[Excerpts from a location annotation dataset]
******************************

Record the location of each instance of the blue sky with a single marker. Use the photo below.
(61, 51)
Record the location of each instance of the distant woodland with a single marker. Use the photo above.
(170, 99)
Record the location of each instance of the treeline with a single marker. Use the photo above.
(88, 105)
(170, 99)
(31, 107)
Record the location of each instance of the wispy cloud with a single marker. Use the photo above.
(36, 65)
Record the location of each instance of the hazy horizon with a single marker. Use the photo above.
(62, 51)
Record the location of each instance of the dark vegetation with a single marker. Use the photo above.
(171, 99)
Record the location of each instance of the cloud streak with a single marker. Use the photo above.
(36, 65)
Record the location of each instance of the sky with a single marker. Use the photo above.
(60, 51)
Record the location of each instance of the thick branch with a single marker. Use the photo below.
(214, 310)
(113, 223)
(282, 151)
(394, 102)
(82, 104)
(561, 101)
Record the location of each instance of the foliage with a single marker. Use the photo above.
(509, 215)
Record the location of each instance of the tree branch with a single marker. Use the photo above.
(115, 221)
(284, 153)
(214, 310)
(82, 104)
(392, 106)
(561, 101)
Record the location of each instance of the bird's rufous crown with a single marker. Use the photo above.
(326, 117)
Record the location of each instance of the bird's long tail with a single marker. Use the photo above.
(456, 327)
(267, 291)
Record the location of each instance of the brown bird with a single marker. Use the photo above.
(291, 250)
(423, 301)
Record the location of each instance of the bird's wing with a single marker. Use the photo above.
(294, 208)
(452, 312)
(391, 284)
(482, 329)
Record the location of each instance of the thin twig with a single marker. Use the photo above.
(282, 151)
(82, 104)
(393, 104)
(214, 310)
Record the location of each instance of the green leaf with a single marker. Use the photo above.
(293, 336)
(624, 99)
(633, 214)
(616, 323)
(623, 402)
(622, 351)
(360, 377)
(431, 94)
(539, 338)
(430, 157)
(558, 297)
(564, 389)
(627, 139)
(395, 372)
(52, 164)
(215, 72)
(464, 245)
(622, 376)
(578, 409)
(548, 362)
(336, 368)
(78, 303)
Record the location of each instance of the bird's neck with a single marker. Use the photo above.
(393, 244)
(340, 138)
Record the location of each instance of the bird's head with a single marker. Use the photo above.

******************************

(The task) Render the material above as a JSON list of strings, with each line as its own string and no blank lines.

(Solution to the problem)
[
  "Record the location of each instance of the blue sky with a single marker. Use the photo below.",
  "(61, 51)",
  "Record the location of each instance of the distant woodland with a single marker. Use the photo above.",
  "(170, 99)",
  "Record the location of each instance of the treeline with a single marker. Use the photo above.",
  "(88, 105)",
  "(170, 99)",
  "(31, 107)",
  "Record the location of each instance of the wispy cloud with a single marker. Use the photo above.",
  "(36, 65)",
  "Record the location of each instance of the hazy horizon with a single marker. Use the photo above.",
  "(62, 51)",
  "Record the location of each instance of the dark vegetation with a single marker. Use the photo above.",
  "(171, 99)",
  "Record the location of each instance of the cloud streak with a single marker. Use the photo above.",
  "(36, 65)",
  "Record the location of each instance of the sky with a single marker. Use the photo above.",
  "(60, 51)",
  "Record the location of each instance of the thick branch with a single marker. Use the photo below.",
  "(214, 310)",
  "(113, 223)",
  "(282, 151)",
  "(394, 102)",
  "(82, 104)",
  "(561, 101)",
  "Record the location of each instance of the foliage with a single marker. Use the photo above.",
  "(509, 215)",
  "Record the location of each instance of the tree branch with a single marker. Use the photo above.",
  "(115, 221)",
  "(284, 153)",
  "(214, 310)",
  "(82, 104)",
  "(392, 106)",
  "(561, 101)",
  "Record the location of each instance of the bird's rufous crown with a single marker. Use the photo above.",
  "(326, 117)",
  "Record the location of each instance of the bird's long tail with a single marker. Use the photo above.",
  "(456, 327)",
  "(267, 291)",
  "Record the location of each instance of the brown bird with a single marker. Use the photo above.",
  "(291, 250)",
  "(423, 301)",
  "Record the location of each instance of the bird's wing with a single marker. Use the photo above.",
  "(294, 208)",
  "(452, 312)",
  "(391, 284)",
  "(482, 329)",
  "Record the location of each instance of the thin twig with a single marker. Use the photo above.",
  "(282, 151)",
  "(82, 104)",
  "(393, 104)",
  "(214, 310)",
  "Record the location of each instance of the green leaf with a single marker. Use the photo above.",
  "(293, 336)",
  "(624, 99)",
  "(633, 214)",
  "(616, 323)",
  "(623, 402)",
  "(622, 351)",
  "(360, 377)",
  "(431, 94)",
  "(539, 338)",
  "(430, 157)",
  "(558, 297)",
  "(564, 389)",
  "(627, 139)",
  "(395, 372)",
  "(52, 164)",
  "(215, 72)",
  "(464, 245)",
  "(622, 376)",
  "(578, 409)",
  "(548, 362)",
  "(336, 368)",
  "(78, 303)",
  "Record the location of each instance of the bird's neck with a single marker. Use the photo above.",
  "(393, 244)",
  "(340, 138)",
  "Record the location of each instance of the bird's head with a single marker. Use the photo above."
]